▶ _PROVIDED RECORDS_
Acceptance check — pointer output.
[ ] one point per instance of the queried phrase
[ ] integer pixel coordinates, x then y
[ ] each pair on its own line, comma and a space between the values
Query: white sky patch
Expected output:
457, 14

▶ _WRITTEN EXERCISE_
Copy the material above line for line, changing nothing.

▶ _EXERCISE SOLUTION_
Acceptance check — pointer output.
[ ] one point per instance of the queried phrase
[ ] integer pixel coordinates, x then y
[ ] each pair on its own line, comma and a space between the values
Query: white sky patch
Expected output:
457, 14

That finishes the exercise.